=== Apply what you read ===
• 1. Translate this sentence from the Michigan State–Oregon preview into Spanish: "MSU is a 6½-point favorite over Oregon, according to BetMGM."
• 2. Retype the Michigan State–Oregon preview from the words "Michigan State vs Oregon basketball" up to and including the words "Madness games start?".
• 3. Decide whether each statement agrees with the Michigan State–Oregon preview. Answer yes or no, and quote the words that settle it.
(a) MSU will wear all-green jerseys.
(b) The First Four games are played at UD Arena in Dayton, Ohio.
(c) The national championship is on April 5.

Oregon’s starting five is:

  • Nate Bittle
  • Brandon Angel
  • TJ Bamba
  • Keeshawn Barthelemy
  • Jackson Shelstad

What jerseys will MSU wear?

MSU will sport their all white jerseys with Spartan green accent, the team announced on X.

Michigan State vs Oregon basketball odds

MSU is a 6½-point favorite over Oregon, according to BetMGM. The over/under total for the game is 142½ points.

When do the men’s March Madness games start?

The 2025 NCAA men’s basketball tournament begins Tuesday in Dayton, Ohio at UD Arena with the First Four games. The first day of first-round games is two days later on Thursday.

Here is the full schedule breakdown for the men’s NCAA tournament:

  • First Four: March 18 and March 19
  • Round of 64: March 20 and March 21
  • Round of 32: March 22 and March 23
  • Sweet 16: March 27 and March 28
  • Elite Eight: March 29 and March 30
  • Final Four: April 5
  • National championship: April 7

What channel is Michigan State vs Oregon on today?

=== Extracted information ===

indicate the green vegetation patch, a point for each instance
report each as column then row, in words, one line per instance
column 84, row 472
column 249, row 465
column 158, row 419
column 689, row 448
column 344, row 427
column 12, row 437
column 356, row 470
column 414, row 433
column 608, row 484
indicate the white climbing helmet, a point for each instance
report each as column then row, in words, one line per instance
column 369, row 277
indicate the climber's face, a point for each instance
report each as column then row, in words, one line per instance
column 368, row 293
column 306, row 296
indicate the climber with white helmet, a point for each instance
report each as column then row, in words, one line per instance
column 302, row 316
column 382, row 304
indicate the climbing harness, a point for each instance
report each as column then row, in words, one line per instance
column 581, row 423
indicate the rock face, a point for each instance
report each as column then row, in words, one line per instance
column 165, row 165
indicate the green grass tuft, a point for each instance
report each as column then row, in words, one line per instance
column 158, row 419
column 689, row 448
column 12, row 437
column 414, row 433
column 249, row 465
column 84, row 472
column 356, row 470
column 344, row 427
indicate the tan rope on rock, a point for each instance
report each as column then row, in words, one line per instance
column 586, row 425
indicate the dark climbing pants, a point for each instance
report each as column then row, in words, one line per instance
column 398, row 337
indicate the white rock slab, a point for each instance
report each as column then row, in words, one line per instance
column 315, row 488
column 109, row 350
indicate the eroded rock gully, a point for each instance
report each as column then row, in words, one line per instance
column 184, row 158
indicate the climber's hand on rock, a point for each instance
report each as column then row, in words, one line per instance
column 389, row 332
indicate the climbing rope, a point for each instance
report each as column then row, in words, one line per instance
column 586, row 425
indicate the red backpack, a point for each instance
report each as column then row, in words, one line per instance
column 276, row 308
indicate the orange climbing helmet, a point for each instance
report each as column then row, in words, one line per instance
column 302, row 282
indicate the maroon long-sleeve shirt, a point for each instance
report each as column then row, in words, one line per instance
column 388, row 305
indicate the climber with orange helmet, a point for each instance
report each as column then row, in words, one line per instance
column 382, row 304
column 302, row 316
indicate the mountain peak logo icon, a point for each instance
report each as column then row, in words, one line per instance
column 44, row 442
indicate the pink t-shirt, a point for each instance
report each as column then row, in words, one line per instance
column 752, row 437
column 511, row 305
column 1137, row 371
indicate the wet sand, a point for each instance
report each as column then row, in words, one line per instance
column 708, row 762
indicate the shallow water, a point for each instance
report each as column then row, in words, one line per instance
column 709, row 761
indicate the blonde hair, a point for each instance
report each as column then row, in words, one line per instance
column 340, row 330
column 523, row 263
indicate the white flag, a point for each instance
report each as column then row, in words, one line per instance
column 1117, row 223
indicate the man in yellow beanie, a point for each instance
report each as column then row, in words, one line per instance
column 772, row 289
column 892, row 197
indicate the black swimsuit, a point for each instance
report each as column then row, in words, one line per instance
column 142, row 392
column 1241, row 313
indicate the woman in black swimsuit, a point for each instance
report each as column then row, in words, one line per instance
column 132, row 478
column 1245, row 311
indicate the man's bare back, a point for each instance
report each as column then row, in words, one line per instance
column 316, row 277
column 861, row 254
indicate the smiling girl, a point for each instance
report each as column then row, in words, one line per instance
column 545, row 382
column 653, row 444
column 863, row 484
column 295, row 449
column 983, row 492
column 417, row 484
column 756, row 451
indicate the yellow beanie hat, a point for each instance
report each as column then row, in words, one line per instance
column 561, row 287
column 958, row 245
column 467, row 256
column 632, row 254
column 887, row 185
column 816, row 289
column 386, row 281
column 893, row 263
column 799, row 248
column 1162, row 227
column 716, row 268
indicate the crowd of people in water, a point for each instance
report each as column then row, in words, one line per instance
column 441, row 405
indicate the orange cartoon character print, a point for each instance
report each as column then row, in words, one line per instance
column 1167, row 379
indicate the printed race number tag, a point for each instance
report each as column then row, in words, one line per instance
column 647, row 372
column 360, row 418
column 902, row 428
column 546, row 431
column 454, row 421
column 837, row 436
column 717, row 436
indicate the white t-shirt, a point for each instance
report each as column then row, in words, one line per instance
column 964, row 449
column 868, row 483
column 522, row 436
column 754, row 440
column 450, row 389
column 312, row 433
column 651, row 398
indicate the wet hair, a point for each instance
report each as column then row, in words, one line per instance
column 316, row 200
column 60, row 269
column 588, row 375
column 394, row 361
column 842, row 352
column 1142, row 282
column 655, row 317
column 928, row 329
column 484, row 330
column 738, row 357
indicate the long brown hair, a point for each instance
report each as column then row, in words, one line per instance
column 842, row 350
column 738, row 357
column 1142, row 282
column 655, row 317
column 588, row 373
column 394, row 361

=== Task-by-task solutions ===
• 1. MSU es favorito por 6½ puntos sobre Oregon, según BetMGM.

• 2.
Michigan State vs Oregon basketball odds

MSU is a 6½-point favorite over Oregon, according to BetMGM. The over/under total for the game is 142½ points.

When do the men’s March Madness games start?

• 3.
(a) No: "MSU will sport their all white jerseys with Spartan green accent"
(b) Yes: "begins Tuesday in Dayton, Ohio at UD Arena with the First Four games"
(c) No: "National championship: April 7"